* _Records from a dataset_:
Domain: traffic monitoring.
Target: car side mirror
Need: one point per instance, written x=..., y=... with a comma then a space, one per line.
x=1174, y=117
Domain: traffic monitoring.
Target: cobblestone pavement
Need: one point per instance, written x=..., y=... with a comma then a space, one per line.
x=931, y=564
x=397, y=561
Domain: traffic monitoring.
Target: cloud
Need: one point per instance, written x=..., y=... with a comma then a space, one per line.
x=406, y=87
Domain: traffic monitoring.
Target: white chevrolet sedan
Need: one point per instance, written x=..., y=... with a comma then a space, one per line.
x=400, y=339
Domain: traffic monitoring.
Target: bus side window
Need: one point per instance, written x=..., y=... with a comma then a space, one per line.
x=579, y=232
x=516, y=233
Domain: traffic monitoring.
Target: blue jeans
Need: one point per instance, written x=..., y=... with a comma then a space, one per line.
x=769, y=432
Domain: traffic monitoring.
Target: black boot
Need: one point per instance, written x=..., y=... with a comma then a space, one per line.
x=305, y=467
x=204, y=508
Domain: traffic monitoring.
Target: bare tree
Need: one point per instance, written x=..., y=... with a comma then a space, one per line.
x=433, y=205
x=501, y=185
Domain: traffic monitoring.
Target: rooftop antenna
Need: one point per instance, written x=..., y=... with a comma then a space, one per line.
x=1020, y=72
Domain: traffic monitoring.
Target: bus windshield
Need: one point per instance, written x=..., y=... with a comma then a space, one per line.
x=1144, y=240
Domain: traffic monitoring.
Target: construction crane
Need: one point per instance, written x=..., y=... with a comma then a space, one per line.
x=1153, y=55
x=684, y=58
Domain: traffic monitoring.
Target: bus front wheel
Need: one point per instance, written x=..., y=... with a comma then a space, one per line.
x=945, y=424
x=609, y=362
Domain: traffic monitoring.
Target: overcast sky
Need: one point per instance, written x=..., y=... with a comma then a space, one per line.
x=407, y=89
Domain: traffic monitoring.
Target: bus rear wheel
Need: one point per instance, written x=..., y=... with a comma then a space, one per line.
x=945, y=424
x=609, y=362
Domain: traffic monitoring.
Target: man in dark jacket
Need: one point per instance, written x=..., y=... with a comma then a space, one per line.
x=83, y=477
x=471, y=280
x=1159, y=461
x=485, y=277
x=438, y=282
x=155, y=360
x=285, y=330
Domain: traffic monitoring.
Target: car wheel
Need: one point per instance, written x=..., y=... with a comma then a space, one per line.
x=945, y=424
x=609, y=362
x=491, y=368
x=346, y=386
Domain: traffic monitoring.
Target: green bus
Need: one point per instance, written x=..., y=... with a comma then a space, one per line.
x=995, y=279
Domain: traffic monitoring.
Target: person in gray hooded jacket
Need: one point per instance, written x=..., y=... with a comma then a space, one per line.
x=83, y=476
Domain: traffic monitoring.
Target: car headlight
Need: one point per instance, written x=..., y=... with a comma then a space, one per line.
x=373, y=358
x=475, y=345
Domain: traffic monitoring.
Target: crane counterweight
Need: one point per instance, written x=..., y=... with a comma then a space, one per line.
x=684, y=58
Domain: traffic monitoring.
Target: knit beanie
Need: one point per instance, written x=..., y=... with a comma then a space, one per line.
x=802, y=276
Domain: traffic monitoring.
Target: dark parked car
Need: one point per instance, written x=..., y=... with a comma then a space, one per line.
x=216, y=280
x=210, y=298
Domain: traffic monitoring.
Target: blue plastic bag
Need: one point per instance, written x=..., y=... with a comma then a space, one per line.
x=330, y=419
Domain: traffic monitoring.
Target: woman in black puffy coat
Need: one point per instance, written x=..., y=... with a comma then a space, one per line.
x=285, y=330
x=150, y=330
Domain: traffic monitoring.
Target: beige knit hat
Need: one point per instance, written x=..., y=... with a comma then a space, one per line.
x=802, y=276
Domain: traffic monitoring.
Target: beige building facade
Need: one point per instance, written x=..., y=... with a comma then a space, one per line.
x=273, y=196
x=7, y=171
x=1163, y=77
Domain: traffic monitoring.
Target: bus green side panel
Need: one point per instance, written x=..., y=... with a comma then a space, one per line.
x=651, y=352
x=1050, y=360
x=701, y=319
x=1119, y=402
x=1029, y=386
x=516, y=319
...
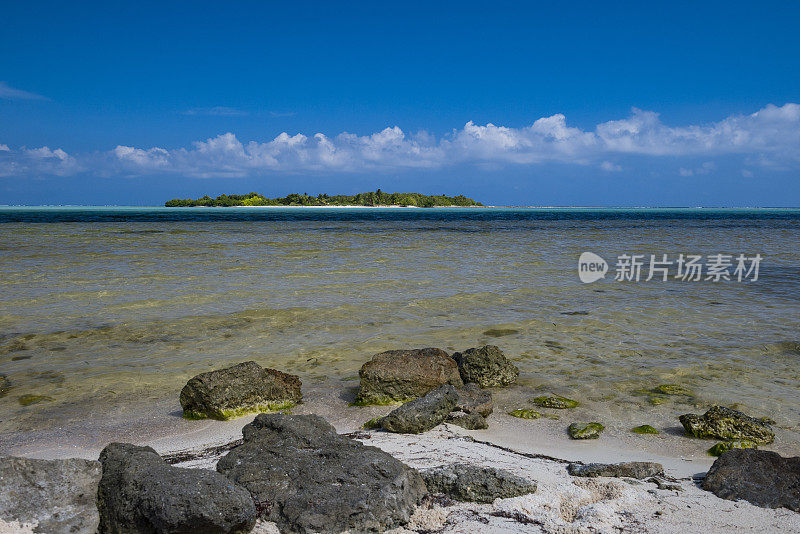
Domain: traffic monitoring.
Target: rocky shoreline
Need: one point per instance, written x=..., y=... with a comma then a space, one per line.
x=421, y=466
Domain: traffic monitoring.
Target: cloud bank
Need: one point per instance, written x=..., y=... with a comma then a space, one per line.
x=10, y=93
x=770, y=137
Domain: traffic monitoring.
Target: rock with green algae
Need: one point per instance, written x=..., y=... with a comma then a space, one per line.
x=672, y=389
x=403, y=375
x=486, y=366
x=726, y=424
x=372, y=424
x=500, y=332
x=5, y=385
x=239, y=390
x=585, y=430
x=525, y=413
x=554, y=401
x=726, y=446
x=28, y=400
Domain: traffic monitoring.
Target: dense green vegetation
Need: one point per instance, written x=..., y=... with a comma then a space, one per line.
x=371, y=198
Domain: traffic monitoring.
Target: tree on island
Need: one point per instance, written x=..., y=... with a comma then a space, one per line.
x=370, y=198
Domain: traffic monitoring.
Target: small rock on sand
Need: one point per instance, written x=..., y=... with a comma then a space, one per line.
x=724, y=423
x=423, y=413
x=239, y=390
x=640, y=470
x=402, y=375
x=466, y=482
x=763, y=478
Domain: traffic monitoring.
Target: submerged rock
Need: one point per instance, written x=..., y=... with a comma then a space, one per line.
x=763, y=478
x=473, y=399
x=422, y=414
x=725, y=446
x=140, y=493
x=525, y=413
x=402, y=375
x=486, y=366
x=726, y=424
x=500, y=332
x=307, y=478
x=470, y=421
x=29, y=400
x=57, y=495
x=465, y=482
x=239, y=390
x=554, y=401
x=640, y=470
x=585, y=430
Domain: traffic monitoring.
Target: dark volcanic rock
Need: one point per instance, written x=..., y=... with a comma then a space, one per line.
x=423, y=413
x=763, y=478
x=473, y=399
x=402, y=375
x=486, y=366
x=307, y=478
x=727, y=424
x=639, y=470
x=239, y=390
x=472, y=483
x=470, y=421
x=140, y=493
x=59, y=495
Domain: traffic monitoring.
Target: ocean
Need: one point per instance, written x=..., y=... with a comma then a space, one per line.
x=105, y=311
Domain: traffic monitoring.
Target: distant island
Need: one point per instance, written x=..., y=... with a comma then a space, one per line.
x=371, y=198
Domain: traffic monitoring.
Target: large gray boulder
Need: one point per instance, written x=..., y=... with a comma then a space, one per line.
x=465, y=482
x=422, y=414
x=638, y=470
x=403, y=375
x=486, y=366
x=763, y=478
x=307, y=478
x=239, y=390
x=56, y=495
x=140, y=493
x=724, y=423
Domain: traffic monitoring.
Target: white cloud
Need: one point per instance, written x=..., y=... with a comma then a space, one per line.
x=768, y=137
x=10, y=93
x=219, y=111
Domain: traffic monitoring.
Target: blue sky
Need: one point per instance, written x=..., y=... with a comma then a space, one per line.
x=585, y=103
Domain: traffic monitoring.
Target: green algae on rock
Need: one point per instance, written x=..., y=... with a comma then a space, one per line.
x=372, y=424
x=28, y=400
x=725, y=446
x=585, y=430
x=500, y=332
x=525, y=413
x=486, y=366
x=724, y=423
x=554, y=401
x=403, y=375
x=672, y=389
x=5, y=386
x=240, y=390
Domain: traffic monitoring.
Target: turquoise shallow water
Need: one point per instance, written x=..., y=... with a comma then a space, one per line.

* _Task_:
Count the lines above that contain the string "cloud", with case taken into account, and give only that number.

* _Written solution_:
3